*SUPPLIED DATA*
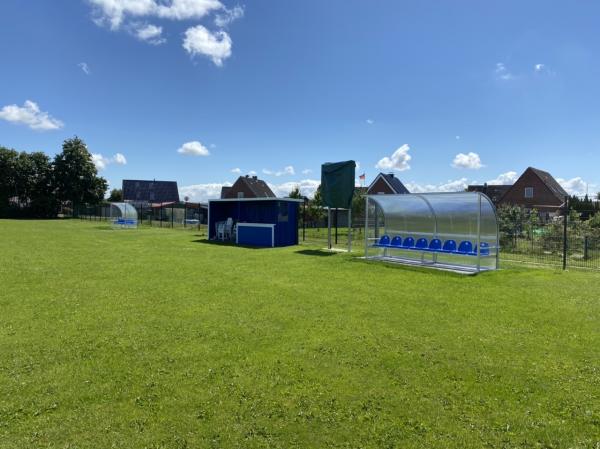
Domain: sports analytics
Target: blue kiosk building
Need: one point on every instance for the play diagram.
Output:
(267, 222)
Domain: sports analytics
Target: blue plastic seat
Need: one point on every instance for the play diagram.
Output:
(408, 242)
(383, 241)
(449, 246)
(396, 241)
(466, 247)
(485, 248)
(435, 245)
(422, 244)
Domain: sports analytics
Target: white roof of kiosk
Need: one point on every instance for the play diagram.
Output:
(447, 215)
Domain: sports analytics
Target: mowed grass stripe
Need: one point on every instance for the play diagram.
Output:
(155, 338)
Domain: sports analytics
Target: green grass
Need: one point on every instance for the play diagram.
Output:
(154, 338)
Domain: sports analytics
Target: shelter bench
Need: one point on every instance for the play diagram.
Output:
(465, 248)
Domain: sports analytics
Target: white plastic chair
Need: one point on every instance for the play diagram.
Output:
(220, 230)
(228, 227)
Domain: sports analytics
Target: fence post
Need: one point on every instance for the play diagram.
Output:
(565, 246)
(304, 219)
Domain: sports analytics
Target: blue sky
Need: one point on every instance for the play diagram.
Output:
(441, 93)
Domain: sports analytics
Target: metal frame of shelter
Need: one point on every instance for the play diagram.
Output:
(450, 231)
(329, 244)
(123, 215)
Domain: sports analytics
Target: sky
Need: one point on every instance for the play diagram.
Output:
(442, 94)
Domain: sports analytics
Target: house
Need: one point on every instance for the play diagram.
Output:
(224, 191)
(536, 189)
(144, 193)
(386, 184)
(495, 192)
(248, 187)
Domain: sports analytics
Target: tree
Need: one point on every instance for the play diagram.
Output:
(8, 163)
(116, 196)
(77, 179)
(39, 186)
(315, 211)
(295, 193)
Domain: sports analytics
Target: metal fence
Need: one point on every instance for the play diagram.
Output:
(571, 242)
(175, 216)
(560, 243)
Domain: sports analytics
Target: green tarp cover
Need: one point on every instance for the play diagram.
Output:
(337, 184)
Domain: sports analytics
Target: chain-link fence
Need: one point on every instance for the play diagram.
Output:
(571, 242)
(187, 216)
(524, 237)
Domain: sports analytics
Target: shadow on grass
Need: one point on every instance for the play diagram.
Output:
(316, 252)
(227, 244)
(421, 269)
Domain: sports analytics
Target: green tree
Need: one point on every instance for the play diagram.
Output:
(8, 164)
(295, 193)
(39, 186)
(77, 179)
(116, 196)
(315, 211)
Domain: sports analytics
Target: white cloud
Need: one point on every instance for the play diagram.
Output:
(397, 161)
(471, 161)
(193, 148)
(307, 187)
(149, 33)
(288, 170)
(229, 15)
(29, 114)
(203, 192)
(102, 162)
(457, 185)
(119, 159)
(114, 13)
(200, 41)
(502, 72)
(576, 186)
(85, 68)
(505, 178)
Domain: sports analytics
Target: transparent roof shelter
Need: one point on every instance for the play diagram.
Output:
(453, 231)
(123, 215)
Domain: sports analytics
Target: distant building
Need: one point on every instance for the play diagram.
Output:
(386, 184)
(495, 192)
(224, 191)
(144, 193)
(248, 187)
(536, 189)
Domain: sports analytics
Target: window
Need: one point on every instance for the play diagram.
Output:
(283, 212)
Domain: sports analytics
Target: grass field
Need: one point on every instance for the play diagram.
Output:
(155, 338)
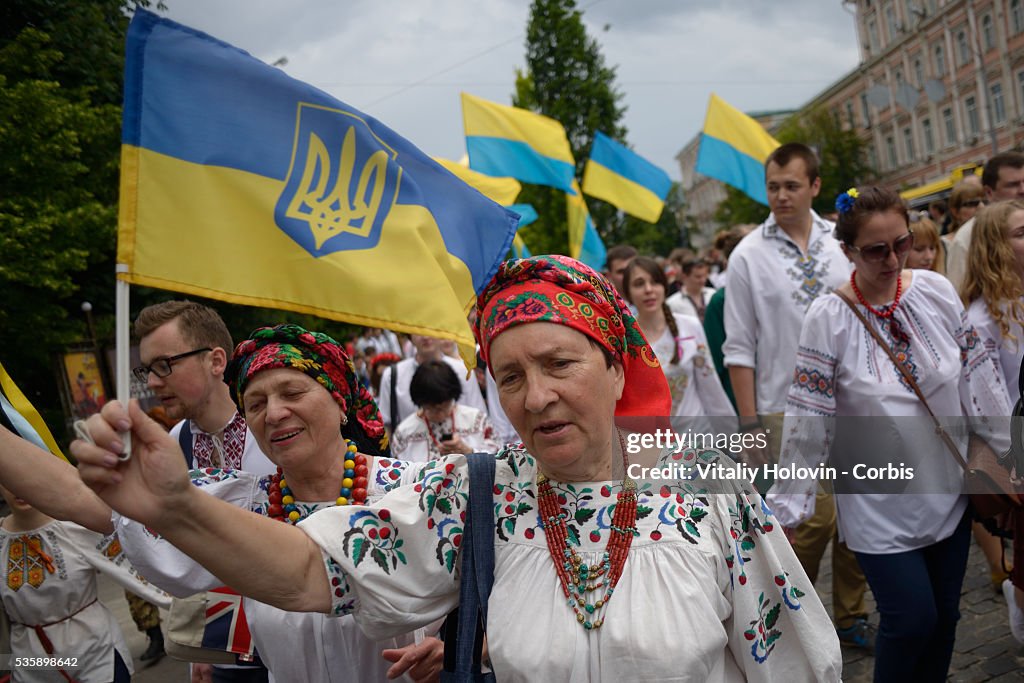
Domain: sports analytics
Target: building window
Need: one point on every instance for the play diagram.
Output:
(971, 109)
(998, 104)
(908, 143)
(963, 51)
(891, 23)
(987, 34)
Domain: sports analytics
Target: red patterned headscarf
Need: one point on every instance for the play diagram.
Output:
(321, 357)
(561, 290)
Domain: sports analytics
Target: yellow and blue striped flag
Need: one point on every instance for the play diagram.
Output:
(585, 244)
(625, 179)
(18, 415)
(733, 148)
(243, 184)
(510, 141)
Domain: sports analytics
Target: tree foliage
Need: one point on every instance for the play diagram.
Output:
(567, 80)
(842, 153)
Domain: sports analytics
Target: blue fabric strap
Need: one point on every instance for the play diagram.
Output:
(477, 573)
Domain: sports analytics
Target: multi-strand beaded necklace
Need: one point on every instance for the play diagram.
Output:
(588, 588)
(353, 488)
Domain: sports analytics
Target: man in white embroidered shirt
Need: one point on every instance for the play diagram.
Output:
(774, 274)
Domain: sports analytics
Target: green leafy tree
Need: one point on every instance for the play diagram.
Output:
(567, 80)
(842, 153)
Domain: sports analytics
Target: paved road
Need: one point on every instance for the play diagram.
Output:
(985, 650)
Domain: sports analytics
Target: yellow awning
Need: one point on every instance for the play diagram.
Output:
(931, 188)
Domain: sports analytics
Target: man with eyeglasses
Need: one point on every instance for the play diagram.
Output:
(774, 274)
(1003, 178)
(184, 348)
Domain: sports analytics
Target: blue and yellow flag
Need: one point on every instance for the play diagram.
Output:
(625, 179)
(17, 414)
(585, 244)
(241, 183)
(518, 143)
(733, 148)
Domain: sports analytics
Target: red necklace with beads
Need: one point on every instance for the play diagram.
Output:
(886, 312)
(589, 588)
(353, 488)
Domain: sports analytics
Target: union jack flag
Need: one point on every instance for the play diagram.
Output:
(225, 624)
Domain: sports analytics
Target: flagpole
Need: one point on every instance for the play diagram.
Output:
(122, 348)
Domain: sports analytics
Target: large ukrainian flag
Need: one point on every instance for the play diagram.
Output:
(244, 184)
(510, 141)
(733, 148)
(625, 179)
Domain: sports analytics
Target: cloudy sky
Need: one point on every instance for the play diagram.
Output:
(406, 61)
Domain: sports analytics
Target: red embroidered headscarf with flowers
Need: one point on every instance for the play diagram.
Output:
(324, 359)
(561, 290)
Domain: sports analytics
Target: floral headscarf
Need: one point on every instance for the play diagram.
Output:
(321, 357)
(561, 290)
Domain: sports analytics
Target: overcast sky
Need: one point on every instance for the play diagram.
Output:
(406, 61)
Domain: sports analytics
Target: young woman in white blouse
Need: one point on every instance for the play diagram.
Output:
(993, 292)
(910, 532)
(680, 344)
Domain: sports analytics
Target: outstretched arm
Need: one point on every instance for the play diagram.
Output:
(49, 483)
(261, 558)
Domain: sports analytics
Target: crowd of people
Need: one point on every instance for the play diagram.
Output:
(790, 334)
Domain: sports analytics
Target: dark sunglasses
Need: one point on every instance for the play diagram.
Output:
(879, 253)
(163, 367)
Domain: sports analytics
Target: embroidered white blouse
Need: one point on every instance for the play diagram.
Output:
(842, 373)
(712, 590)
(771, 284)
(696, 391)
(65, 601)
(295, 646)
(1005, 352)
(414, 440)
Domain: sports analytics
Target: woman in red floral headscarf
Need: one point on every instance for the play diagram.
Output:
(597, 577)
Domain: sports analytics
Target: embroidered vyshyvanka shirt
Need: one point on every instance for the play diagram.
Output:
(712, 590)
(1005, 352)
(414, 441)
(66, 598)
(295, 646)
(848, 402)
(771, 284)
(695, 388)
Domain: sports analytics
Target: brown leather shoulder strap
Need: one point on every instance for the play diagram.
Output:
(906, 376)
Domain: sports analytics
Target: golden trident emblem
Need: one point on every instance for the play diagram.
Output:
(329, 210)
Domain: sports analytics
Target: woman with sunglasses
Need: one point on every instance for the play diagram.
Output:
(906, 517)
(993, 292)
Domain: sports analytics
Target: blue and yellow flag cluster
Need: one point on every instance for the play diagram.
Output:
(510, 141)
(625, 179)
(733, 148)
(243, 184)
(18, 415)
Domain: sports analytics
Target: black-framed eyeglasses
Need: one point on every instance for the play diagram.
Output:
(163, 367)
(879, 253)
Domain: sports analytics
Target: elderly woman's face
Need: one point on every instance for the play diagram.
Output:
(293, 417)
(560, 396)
...
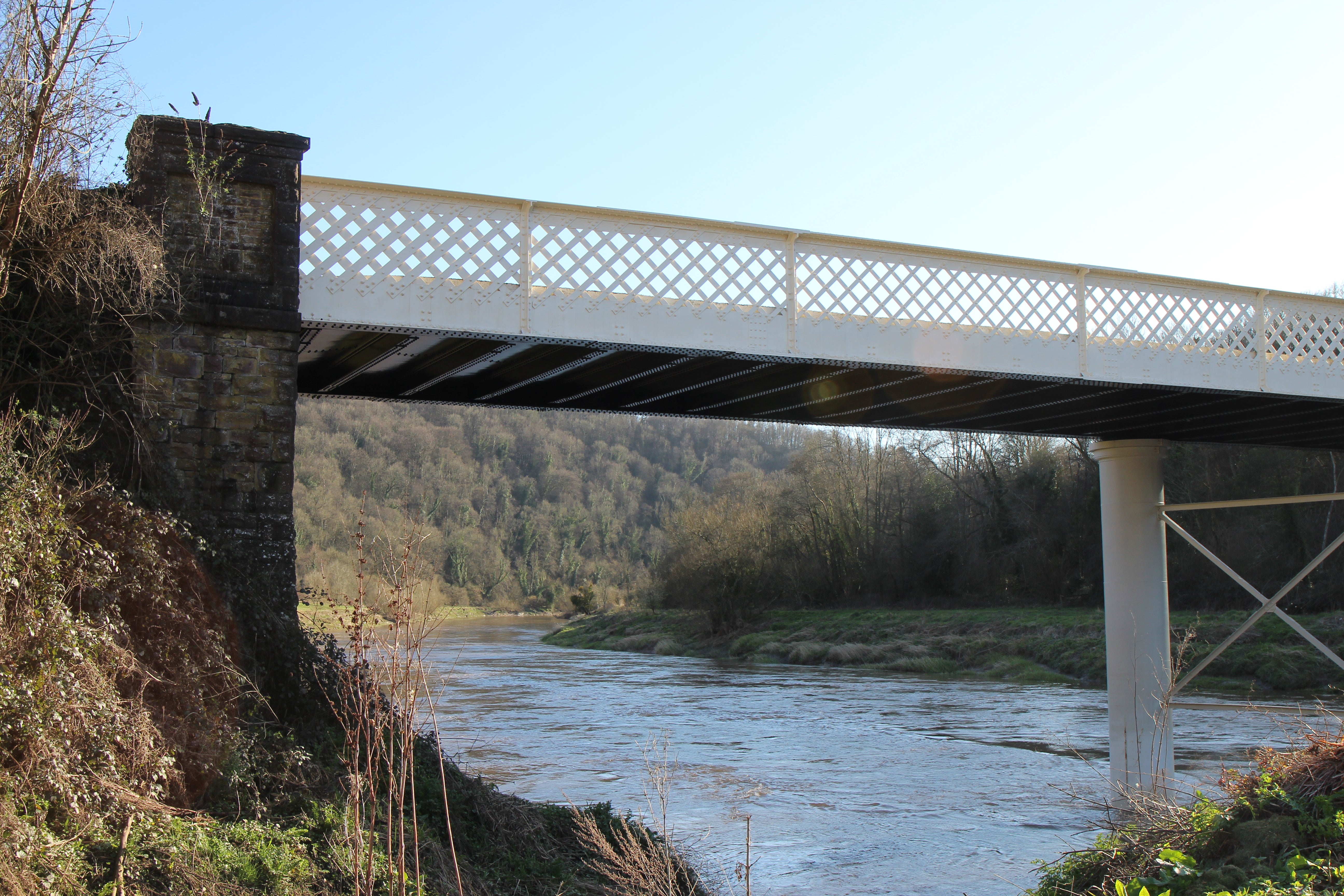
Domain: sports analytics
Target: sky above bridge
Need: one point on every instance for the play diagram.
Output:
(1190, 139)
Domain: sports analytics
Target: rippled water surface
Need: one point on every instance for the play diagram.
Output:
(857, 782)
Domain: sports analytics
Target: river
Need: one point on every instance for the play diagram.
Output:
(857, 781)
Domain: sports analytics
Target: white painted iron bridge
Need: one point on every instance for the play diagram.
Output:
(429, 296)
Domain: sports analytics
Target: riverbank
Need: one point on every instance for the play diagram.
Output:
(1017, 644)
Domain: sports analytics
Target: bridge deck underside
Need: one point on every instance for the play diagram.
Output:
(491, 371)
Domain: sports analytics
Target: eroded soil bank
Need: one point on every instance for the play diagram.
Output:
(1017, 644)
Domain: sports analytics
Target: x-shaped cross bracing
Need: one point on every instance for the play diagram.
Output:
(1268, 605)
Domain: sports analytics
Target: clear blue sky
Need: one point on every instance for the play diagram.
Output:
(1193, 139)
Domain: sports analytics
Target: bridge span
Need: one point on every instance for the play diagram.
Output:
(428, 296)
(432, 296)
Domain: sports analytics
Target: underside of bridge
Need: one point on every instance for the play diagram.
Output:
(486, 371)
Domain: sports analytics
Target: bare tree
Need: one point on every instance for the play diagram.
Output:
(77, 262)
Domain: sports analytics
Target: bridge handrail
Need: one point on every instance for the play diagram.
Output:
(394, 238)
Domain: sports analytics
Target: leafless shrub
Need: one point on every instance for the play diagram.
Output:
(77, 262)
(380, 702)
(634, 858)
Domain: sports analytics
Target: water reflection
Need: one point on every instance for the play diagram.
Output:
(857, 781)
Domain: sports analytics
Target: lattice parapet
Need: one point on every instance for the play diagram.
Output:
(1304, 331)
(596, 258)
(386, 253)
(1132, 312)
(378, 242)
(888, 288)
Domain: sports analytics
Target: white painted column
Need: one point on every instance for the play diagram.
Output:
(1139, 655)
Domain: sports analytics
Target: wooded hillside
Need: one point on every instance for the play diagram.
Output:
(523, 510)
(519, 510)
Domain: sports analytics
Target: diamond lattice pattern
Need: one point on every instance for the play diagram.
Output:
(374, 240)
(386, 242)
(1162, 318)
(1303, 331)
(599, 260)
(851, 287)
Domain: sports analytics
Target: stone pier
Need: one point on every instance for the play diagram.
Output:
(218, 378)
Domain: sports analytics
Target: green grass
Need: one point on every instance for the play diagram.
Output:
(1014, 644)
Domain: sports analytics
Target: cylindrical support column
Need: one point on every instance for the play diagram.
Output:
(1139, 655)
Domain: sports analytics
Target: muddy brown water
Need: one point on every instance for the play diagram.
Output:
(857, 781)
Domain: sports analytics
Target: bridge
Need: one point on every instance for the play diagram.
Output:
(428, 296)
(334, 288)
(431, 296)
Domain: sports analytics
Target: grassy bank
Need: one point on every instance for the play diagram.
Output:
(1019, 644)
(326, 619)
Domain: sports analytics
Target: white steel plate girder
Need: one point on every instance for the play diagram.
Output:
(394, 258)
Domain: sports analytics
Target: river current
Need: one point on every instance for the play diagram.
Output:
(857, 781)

*ACTIVITY*
Go through the entries above and count the lines with the word "plastic", then give only that number.

*SOLUTION FOR THIS PROBLEM*
2